___ Rows

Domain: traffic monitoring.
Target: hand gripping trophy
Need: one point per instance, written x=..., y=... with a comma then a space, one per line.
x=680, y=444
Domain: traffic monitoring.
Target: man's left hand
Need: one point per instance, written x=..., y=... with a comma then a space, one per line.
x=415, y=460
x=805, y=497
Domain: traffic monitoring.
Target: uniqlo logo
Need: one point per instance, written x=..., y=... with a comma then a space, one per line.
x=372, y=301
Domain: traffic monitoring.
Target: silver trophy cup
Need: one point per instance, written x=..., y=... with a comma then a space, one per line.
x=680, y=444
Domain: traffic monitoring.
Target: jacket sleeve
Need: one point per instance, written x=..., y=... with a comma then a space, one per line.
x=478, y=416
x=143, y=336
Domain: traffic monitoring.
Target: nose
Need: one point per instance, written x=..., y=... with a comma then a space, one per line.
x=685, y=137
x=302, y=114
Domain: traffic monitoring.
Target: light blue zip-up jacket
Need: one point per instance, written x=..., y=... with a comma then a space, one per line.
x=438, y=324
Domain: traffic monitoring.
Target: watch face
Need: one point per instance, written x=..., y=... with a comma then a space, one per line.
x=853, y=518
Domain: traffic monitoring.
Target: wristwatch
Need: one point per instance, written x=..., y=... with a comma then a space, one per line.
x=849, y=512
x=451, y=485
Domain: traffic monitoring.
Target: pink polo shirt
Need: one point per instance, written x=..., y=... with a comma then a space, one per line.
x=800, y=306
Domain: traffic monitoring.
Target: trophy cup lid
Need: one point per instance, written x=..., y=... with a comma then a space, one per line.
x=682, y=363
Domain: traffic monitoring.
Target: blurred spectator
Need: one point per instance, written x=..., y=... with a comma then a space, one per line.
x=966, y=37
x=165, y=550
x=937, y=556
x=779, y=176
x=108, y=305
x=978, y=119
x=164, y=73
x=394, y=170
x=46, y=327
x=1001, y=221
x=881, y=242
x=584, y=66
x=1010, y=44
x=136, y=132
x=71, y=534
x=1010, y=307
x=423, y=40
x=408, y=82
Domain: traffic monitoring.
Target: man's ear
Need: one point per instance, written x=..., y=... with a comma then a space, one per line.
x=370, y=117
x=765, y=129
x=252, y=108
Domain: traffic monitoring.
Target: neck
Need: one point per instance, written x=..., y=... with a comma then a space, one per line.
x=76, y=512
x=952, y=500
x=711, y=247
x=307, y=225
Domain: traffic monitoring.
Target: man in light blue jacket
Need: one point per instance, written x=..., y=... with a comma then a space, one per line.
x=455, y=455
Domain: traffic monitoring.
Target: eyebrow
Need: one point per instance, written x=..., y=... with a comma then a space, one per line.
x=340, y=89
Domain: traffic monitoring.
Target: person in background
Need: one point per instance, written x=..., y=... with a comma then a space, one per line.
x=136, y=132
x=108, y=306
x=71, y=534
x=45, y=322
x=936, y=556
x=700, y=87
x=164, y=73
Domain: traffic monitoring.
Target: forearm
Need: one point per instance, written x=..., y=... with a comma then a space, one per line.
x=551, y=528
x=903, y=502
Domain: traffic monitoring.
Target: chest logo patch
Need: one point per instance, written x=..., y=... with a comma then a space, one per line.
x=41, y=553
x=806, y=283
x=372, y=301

______

(Set exercise): Arrange every line of the material above as a numbered list, leaving out any blank lines.

(The response):
1. Domain: traffic monitoring.
2. Target: hand gripping trophy
3. Need: one point per instance, written x=..., y=... with a comma then a space, one per line.
4. x=680, y=444
5. Domain: traffic monitoring.
6. Target: man's left hand
7. Need: one point per instance, written x=..., y=... with a comma then a space, one per line.
8. x=415, y=460
9. x=805, y=497
10. Domain: traffic monitoring.
11. Target: uniqlo logo
12. Need: one point per instance, written x=..., y=... with a comma then a space, one per line.
13. x=372, y=301
14. Domain: traffic monitoring.
15. Target: silver trophy cup
16. Need: one point per instance, written x=..., y=... with a comma then a space, one per line.
17. x=680, y=444
18. Domain: traffic monitoring.
19. Target: jacket sleeve
20. Need: one point per instance, written x=..., y=... with a comma then a space, one per line.
21. x=478, y=416
22. x=143, y=336
23. Domain: traffic monitoring.
24. Target: nose
25. Need: one point per instance, written x=..., y=... with a comma then a space, one per line.
26. x=685, y=137
27. x=302, y=114
28. Domain: traffic monitoring.
29. Target: light blue zip-up jacket
30. Need: one point per instance, written x=..., y=... with a comma then a space, one per line.
31. x=438, y=324
32. Domain: traffic monitoring.
33. Target: watch face
34. Need: one point per instance, written x=..., y=... with a comma then a space, one per line.
35. x=853, y=518
36. Domain: traffic monitoring.
37. Target: wristwatch
38. Need: one point per instance, written x=..., y=... with a comma then a space, one per line.
39. x=849, y=512
40. x=451, y=485
41. Domain: traffic monitoring.
42. Target: pink polo shirt
43. Need: one point per instance, written x=..., y=... with a comma then a space, one per line.
44. x=800, y=306
45. Domain: traffic monitoring.
46. Target: trophy cup lid
47. Need: one point per instance, written x=..., y=... with a comma then a space, one per line.
48. x=682, y=363
49. Domain: traffic monitoring.
50. Target: blurred spectator
51. Need: one point per instance, written x=..., y=... with a comma then a space, one per line.
52. x=966, y=37
53. x=165, y=550
54. x=937, y=556
55. x=779, y=176
56. x=108, y=305
57. x=978, y=119
58. x=164, y=73
59. x=394, y=170
60. x=46, y=327
61. x=1001, y=221
62. x=881, y=242
63. x=584, y=66
64. x=1010, y=44
65. x=136, y=132
66. x=71, y=534
67. x=1010, y=307
68. x=423, y=40
69. x=408, y=82
70. Domain: traffic monitoring.
71. Target: man's ear
72. Need: one point per instance, written x=..., y=... with a comma then a space, one per line.
73. x=370, y=117
74. x=765, y=129
75. x=252, y=108
76. Domain: traffic monitoring.
77. Target: neck
78. Need: one point per instance, written x=..., y=... with a comma then a space, one per line.
79. x=76, y=512
80. x=952, y=500
81. x=711, y=247
82. x=307, y=225
83. Domain: traffic monitoring.
84. Target: man in light blue jacket
85. Need: one point per instance, written x=..., y=... with a comma then a space, one per line.
86. x=455, y=455
87. Domain: traffic monitoring.
88. Target: eyebrow
89. Need: one point per instance, written x=..., y=... with a comma then a space, one per line.
90. x=340, y=89
91. Domain: traffic monitoring.
92. Target: person in background
93. Need: one point per instance, written x=..., y=... with a comma then a space, one per line.
94. x=136, y=132
95. x=108, y=306
96. x=71, y=534
97. x=45, y=322
98. x=936, y=556
99. x=700, y=87
100. x=164, y=73
101. Domain: traffic monitoring.
102. Target: forearm
103. Need: one point per instance, written x=..., y=... with a comma then a space, one per line.
104. x=551, y=528
105. x=903, y=502
106. Domain: traffic monitoring.
107. Target: chest logo patch
108. Need: one point per instance, written x=..., y=... with a comma then a space, one per line.
109. x=41, y=553
110. x=806, y=283
111. x=372, y=301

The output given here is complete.